### PASSAGE TO READ
□ □ □ □ □

# Looping through lists (and a bit of a JSON refresher)

This notebook covers dealing with lists and some other questions from the 11th session.

Let's start by creating a list, and storing it in a variable. 

A list is created by using square brackets - it doesn't matter if those brackets contain anything (if they don't, it's just an empty list).

It's stored in the same way as any other variable, by naming the variable followed by an `=` sign, before the list is created to the right of that.

*Tip: You can make the list easier to read by pressing enter after each comma - Colab will automatically indent the items, and it will still work as code.*

In [None]:
#create a variable containing a list of 3 strings
myurls = ['https://www.thebureauinvestigates.com/profile/jasperjackson',
          'https://www.thebureauinvestigates.com/profile/matthewchapman',
          'https://www.thebureauinvestigates.com/profile/vickygayle']

## Checking if a variable is a list

You can check that a variable is a list by using the `type()` function.

In [None]:
#check what type of variable it is
type(myurls)

list

## Checking how many items are in a list

The `len()` function will tell you how many items are in a list (its length).

In [None]:
#check how many items are in the list
len(myurls)

3

## Use an index to grab an item from a list based on its position

Each item in a list can be grabbed by specifying what position it sits at - its **index**. 

You specify the index of an item by putting the number of that position in square brackets after the name of the list.

Note: indexing in Python begins at zero, so the first item is index `0`, the second is index `1`, and so on.

In [None]:
#fetch the first item (the item at position 0)
myurls[0]

'https://www.thebureauinvestigates.com/profile/jasperjackson'

In [None]:
#fetch the second item (the item at position 1)
myurls[1]

'https://www.thebureauinvestigates.com/profile/matthewchapman'

In [None]:
#fetch the third item (the item at position 2)
myurls[2]

'https://www.thebureauinvestigates.com/profile/vickygayle'

## Getting an error with list positions (indices)

If we try to fetch an item at a position that doesn't exist, we will get an error - specifically an `IndexError` (which is a big clue). 

It will even tell us that the 'list index' is "out of range" - in other words, the list only has a range of indices from 0 to 2, so anything other than those is outside that range.

In [None]:
#try to get the item at position 3 (the fourth item)
myurls[3]

IndexError: ignored

## Looping through the list

To loop through *all* the items in a list, you can write a `for` loop. 

The first line of a `for` loop follows this pattern:

`for THING in LIST:`

You need to replace `LIST` with the name of your list, and `THING` with the name you want to use for each item as it loops. Most often, `i` is used for that 'thing'.

After the colon, you *must* have at least one **indented** line containing the code that you want to run while it is looping. 

The most basic thing you might want to do is `print()` each item, as it loops. 

In [None]:
#go through each item in the list
#store it in a variable called 'i'
for i in myurls:
  #print the variable i
  print(i)
  #print 'scraping ' and the variable 'i' too
  print("scraping: "+i)

□ □ □ □ □

### GIVEN MATERIAL
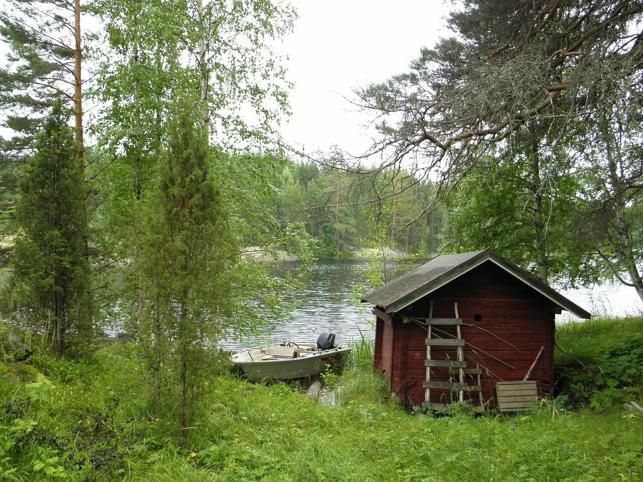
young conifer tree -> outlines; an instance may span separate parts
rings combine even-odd
[[[85,182],[78,144],[54,104],[19,186],[19,228],[10,283],[15,316],[46,334],[54,352],[91,333],[89,265],[84,253]]]
[[[235,254],[228,242],[222,183],[210,170],[213,155],[199,118],[197,103],[177,103],[169,123],[166,151],[155,199],[150,206],[149,233],[143,270],[155,299],[150,330],[160,373],[168,383],[155,384],[164,398],[176,396],[179,438],[198,398],[204,377],[209,340],[216,337],[217,318],[230,298],[226,272]],[[160,381],[160,380],[159,380]],[[173,391],[175,388],[178,393]],[[169,391],[169,393],[168,393]],[[158,394],[155,394],[157,397]]]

□ □ □ □ □

In the notebook on looping through lists, please name the error Python raises when you fetch a list item at a position that doesn't exist.

### CORRECT ANSWER
An `IndexError`, saying the list index is out of range.